* _BRIEF A_
The description of the context-caching proxy below includes a diagram. List the three inputs that the diagram shows feeding into the rebuilt prompt.
* _BRIEF B_
Answer these from the description of the context-caching proxy below, one line each:
(i) How many tokens does the context window hold?
(ii) To which path does the client send its POST request?
(iii) Which part of the codebase does the proxy call volatile?

* _DOCUMENT SECTION_
+ + + +
Diff-aware context-caching proxy for Llama 4 Scout (10M context).
A local, OpenAI-compatible proxy that turns a 10M-token context window into a cheap, fast one. It watches your git repository, splits the codebase into an immutable snapshot (stable per commit) and the recent working diff (volatile), and reassembles every prompt so the big stable part sits at the front — exactly where an inference server's prefix / KV cache can reuse it.
client (OpenAI SDK)
│ POST /v1/chat/completions
▼
┌─────────────────────────────────────────────────────────┐
│ scout-diff-cache │
│ │
│ git HEAD ──▶ snapshot (cached per commit) ─┐ │
│ git diff ──▶ working diff (recomputed) ├─▶ rebuilt │
│ client messages ────────────────────────────┘ prompt │
└─────────────────────────────────────────────────────────┘
│ POST {TARGET_API_URL}/chat/completions
▼
upstream model server (vLLM / llama.cpp / TGI …)
+ + + +
Data records:
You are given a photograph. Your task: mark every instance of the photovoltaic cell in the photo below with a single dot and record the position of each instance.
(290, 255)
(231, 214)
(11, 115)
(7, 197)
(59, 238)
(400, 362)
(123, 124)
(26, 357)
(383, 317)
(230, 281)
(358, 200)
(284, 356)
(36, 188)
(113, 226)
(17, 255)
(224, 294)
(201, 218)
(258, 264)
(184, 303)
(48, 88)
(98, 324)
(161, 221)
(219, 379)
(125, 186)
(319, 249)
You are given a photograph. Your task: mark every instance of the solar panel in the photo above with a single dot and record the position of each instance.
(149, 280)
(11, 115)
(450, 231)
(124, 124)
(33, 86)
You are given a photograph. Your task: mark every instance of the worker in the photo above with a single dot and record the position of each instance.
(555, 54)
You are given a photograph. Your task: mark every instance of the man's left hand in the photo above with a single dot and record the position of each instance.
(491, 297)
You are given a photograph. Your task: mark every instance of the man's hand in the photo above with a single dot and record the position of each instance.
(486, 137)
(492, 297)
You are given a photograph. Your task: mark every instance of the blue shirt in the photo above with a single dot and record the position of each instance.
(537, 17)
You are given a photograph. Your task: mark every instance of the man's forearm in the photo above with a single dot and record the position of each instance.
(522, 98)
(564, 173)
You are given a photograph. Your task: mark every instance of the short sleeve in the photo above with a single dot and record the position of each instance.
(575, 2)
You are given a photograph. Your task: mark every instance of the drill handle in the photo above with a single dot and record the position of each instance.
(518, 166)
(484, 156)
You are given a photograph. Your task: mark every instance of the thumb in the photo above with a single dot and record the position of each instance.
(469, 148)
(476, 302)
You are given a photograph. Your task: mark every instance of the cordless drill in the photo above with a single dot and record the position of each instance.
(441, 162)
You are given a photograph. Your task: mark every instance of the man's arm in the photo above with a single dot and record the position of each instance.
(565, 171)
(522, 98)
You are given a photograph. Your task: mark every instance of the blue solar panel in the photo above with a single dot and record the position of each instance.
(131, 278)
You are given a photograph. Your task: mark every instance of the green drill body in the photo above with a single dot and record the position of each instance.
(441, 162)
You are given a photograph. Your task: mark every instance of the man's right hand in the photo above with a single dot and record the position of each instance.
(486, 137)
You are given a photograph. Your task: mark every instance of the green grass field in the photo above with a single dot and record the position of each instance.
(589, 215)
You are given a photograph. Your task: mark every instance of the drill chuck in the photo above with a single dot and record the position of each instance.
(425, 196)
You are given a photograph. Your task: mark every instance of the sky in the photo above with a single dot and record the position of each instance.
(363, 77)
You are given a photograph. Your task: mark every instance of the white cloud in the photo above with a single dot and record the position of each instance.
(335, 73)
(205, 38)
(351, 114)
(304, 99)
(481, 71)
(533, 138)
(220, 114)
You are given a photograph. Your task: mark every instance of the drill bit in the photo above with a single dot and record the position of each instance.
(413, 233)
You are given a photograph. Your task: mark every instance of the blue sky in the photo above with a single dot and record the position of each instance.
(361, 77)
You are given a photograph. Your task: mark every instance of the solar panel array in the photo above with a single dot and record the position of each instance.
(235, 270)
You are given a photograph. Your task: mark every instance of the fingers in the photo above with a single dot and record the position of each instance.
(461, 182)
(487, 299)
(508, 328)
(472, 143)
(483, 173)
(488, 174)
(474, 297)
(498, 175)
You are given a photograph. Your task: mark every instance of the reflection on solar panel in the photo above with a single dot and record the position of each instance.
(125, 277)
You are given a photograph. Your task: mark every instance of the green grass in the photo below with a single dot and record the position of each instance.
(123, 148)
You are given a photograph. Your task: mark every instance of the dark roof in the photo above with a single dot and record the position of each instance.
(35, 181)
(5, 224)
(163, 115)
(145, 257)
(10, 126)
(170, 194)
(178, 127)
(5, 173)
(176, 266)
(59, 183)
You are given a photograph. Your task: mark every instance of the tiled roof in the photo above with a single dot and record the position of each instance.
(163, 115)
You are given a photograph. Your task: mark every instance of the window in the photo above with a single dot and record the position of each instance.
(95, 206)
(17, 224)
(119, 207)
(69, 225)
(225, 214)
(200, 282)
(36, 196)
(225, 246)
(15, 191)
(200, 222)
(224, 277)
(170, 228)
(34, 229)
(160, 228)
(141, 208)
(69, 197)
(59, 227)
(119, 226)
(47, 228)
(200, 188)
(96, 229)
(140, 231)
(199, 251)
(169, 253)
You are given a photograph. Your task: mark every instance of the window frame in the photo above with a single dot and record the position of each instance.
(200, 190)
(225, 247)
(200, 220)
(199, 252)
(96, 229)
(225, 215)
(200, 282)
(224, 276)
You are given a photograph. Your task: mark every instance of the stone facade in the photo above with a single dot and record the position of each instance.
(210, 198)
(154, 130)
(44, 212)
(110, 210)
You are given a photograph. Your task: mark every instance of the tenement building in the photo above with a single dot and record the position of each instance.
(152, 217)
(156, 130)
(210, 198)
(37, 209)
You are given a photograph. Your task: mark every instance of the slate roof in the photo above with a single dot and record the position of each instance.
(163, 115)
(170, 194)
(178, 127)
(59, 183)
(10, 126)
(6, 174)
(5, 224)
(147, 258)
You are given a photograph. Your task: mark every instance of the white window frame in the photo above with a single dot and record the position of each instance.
+ + + +
* _WRITTEN REPLY A_
git HEAD (through the snapshot cached per commit), git diff (through the recomputed working diff), and client messages

* _WRITTEN REPLY B_
(i) 10M tokens
(ii) /v1/chat/completions
(iii) The recent working diff